**REQUIRED ACTION**
In the extract on retrieval-augmented question answering about intangible cultural heritage, return verbatim the part that opens with the words containing "Few-shot test" and closes with "in Fig. 12.".

According to the data in Table 8, the overall question-answering performance of the benchmark models Llama3, ChatGLM4 and GPT-4 is relatively stable, with their F1 values being 0.862, 0.844, and 0.879, respectively. However, due to the fact that these models failed to cover the latest knowledge of intangible cultural heritage during the pre-training stage, they are prone to factual bias when dealing with problems involving specific inheritors’ information, technical details or regional cultural practices, that is, they tend to give “illusory” answers. To alleviate the above problems, this study constructed a structured local knowledge base for intangible cultural heritage inheritors and introduced three types of enhanced retrieval mechanisms on this basis, including the common RAG and the Loop-RAG that further incorporates a loop optimization strategy. The experimental results of the common RAG show that the F1 values of all models have been improved compared with the benchmark model. Among them, the F1 values of RAG-Llama3, RAG-ChatGLM4 and RAG-GPT4 have increased to 0.875, 0.863, and 0.889, respectively. It is indicated that external knowledge retrieval can effectively supplement the domain knowledge blind spots of the model.

On this basis, the experimental results show that the Loop-RAG strategy has achieved significant improvements in precision, recall and F1 metrics. For example, the F1 value of Loop-RAG-Llama3 reaches 0.924, which is 7.19% higher than that of the benchmark model. The F1 value of Loop-RAG-ChatGLM4 has been raised to 0.908, an increase of 7.58%. The optimal model is Loop-RAG-GPT4, whose F1 reaches 0.941, which is 7.05% higher than the original GPT-4 model. Furthermore, the optimization process indicators presented in the table further verify the convergence behavior and knowledge fusion efficiency of Loop-RAG: Although Loop-RAG- GPT-4 goes through 2 inner loops and 4 outer loops, its overall retrieval path is the shortest, and the number of convergence rounds is 2, indicating that it can achieve the optimal effect at a lower optimization cost. In contrast, Loop-RAG-ChatGLM4 requires six retrieval steps and a longer convergence process, reflecting the differences in knowledge absorption efficiency among various models. Overall, the Loop-RAG- strategy has significantly improved the accuracy of the model in answering questions about intangible cultural heritage, especially when dealing with complex problems in intangible cultural heritage scenarios, the advantages are more obvious.

The question-answering case shown in Fig. 11 further demonstrates that with the support of hybrid retrieval and Loop optimization, loop-RAG can generate more complete and closely related answers to the knowledge system of ICH, providing a high-quality solution for knowledge question-answering in specific fields.

Few-shot test

Additionally, due to the limited information about ICH inheritors stored in the local knowledge base, LLMs often exhibit lower accuracy when answering unfamiliar questions. To evaluate the few-shot learning capability of the Graph-Retrieval model, 0-shot, 1-shot, 2-shot, and 3-shot experiments were conducted. The experimental setup involved providing the same type of prompt examples before inputting queries into the LLMs, enabling the model to reason effectively with fewer samples and handle previously unseen data. Following these steps, the performance of different benchmark models was tested under few-shot conditions. The results demonstrate that incorporating appropriate prompt examples can significantly improve question answering accuracy. The detailed experimental outcomes are presented in Fig. 12.

Fig. 12
figure 12

As shown in Fig. 12, increasing the number of prompt examples leads to improved performance. Compared with the 0-shot condition, under 3-shot conditions, the F1 values of Llama3, ChatGLM4, GPT-4, Loop-RAG-Llama3, Loop-RAG-ChatGLM4, and Loop-RAG-GPT4 increased by 6.21%, 5.48%, 5.65%, 5.17%, 4.94%, and 3.92%, respectively. Notably, the Loop-RAG-GPT4 model achieved an F1 value of 0.954 under the 3-shot condition, significantly outperforming all other benchmark models. This indicates that Loop-RAG can also make full use of the retrieval process in the few-shot environment and improve the accuracy value of the answers.

(Stored entries)
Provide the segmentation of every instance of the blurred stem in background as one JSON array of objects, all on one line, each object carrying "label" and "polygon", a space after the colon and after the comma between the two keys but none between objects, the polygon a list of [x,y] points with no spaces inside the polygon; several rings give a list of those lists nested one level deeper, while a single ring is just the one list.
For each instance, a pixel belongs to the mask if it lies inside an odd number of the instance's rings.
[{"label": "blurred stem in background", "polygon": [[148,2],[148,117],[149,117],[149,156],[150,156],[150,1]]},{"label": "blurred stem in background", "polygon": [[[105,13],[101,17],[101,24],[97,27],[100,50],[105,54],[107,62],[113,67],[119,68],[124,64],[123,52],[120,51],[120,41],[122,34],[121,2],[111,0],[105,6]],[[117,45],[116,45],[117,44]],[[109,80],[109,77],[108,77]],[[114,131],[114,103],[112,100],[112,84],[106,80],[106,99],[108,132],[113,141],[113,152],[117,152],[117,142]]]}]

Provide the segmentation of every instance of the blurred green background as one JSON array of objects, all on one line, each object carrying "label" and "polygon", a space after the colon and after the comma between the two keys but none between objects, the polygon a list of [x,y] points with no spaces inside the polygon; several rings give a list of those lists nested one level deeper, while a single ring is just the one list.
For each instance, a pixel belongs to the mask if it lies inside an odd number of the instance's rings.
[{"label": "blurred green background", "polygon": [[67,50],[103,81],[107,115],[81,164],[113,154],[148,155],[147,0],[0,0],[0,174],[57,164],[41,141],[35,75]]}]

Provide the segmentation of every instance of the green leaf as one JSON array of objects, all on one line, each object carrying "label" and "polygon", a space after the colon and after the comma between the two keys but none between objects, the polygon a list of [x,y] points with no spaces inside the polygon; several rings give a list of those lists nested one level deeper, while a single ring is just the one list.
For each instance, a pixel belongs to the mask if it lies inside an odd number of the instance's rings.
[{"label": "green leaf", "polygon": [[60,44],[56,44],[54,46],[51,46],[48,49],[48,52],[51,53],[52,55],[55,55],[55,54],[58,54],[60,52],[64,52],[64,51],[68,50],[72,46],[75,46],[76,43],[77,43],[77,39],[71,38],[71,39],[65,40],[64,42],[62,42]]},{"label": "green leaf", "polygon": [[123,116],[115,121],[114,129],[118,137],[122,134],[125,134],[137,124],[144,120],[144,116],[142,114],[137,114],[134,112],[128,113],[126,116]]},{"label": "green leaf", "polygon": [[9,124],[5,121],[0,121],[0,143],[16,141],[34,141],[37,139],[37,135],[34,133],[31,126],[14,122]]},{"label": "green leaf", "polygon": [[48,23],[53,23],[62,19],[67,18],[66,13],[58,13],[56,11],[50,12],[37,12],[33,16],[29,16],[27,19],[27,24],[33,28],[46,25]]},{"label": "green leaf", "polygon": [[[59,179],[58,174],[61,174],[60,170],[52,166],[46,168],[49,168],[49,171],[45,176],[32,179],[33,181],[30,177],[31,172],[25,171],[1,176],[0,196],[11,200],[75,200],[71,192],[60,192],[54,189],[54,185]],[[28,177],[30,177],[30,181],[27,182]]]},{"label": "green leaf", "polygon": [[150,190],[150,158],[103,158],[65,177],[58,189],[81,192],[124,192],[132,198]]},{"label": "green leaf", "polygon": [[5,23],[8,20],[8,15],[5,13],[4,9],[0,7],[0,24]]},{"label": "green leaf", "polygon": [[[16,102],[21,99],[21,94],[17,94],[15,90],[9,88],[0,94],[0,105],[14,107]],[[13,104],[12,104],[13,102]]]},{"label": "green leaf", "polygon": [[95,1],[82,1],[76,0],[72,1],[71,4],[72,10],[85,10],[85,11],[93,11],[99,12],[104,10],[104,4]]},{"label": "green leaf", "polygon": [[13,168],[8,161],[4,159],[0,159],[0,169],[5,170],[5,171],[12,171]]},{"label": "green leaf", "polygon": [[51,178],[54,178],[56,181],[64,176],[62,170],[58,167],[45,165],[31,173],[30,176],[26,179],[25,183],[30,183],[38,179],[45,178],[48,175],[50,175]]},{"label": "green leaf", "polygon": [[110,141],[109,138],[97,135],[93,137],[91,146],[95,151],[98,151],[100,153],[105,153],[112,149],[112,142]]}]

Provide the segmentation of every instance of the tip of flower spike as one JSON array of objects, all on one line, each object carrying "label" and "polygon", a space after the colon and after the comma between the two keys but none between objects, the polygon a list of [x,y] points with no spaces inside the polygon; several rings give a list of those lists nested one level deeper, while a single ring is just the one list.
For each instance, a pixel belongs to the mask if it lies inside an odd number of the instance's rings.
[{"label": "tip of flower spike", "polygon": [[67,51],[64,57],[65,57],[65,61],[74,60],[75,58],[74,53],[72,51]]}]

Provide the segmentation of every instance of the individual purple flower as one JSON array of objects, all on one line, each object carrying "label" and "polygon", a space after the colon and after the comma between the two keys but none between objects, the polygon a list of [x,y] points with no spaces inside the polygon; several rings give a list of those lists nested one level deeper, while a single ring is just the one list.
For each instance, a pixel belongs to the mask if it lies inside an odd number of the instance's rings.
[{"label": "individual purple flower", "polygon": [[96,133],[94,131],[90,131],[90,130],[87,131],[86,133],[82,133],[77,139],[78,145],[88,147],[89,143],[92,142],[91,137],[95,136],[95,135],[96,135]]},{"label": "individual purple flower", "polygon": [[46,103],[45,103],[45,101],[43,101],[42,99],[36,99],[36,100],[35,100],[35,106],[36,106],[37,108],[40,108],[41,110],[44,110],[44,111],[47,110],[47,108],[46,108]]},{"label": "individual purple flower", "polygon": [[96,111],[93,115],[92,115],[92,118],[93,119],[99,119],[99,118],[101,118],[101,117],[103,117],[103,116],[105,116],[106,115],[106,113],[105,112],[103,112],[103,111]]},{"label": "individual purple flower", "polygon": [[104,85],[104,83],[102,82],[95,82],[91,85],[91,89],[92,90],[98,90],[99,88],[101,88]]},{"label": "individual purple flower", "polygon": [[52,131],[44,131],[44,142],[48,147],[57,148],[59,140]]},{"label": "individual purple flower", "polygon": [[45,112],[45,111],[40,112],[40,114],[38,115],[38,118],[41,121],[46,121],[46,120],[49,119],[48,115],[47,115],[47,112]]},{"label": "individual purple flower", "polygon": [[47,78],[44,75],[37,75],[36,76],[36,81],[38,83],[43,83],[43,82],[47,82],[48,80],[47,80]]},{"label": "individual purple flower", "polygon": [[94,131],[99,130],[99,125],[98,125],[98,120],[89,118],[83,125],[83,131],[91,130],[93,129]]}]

**RESPONSE BELOW**
Few-shot test

Additionally, due to the limited information about ICH inheritors stored in the local knowledge base, LLMs often exhibit lower accuracy when answering unfamiliar questions. To evaluate the few-shot learning capability of the Graph-Retrieval model, 0-shot, 1-shot, 2-shot, and 3-shot experiments were conducted. The experimental setup involved providing the same type of prompt examples before inputting queries into the LLMs, enabling the model to reason effectively with fewer samples and handle previously unseen data. Following these steps, the performance of different benchmark models was tested under few-shot conditions. The results demonstrate that incorporating appropriate prompt examples can significantly improve question answering accuracy. The detailed experimental outcomes are presented in Fig. 12.